INFORMATION PROVIDED section start
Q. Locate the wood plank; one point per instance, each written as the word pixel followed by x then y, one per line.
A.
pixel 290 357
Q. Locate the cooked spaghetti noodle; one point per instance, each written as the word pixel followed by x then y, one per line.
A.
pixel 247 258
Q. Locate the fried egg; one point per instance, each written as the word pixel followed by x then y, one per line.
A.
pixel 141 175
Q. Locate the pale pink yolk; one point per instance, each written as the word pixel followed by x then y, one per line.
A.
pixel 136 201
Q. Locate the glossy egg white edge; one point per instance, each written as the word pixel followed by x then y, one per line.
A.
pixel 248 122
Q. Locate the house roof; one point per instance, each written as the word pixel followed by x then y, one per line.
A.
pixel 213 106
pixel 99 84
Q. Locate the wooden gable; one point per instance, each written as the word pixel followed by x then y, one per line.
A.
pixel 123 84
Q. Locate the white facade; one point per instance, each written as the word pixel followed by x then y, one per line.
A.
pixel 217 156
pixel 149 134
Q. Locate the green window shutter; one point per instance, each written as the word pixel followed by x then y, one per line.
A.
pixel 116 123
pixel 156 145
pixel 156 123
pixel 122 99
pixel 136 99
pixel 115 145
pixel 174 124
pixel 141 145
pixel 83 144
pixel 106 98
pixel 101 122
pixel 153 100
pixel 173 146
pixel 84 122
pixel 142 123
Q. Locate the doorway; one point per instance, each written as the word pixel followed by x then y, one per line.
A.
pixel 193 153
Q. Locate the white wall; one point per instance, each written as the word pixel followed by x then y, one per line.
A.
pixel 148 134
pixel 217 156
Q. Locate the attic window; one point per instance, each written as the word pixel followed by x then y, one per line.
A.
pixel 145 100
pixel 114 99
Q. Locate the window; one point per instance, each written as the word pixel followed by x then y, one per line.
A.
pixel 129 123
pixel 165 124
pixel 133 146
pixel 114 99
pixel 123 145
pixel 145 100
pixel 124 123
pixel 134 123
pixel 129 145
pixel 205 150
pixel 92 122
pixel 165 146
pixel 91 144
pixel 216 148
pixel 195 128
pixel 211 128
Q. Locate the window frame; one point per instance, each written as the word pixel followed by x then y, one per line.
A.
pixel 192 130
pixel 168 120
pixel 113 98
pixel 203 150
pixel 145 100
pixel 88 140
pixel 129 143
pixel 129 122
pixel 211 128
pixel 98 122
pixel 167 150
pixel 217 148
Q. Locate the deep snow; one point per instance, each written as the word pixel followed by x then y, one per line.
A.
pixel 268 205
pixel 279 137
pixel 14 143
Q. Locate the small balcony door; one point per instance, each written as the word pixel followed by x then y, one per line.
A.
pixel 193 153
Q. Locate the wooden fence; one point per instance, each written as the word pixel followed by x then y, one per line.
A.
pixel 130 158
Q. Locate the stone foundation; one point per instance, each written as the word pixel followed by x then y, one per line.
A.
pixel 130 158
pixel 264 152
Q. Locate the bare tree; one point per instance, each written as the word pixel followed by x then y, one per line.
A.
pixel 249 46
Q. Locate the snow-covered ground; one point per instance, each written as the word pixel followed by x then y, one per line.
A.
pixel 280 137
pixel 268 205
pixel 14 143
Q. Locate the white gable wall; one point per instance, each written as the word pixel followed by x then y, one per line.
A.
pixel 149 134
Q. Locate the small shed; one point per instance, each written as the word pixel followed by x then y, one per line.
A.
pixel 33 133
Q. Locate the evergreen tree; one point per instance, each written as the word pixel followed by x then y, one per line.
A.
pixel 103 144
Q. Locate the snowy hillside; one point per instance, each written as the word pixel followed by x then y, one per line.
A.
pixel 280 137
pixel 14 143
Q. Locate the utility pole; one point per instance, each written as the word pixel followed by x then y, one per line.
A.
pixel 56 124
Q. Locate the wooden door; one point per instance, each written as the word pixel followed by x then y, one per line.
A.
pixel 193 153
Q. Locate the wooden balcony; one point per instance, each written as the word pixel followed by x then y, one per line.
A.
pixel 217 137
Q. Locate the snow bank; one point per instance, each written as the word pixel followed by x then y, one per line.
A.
INFORMATION PROVIDED section end
- [AIM OF THE TASK]: Look through the entries, and return every line that the word "window" appears in.

- [EXPECTED ANSWER]:
Q. Locate the green window shutter; one point per instance, each written as the word pixel followed by x then y, one per line.
Q. Locate the attic window; one point per instance, each written as the word pixel followed by x then y, one per line.
Q. Locate the window; one point per instance, each written as the word pixel followed by x then y, one per line.
Q. Locate the window frame; one point per instance, each written as the word pixel followed by x then y, one per line.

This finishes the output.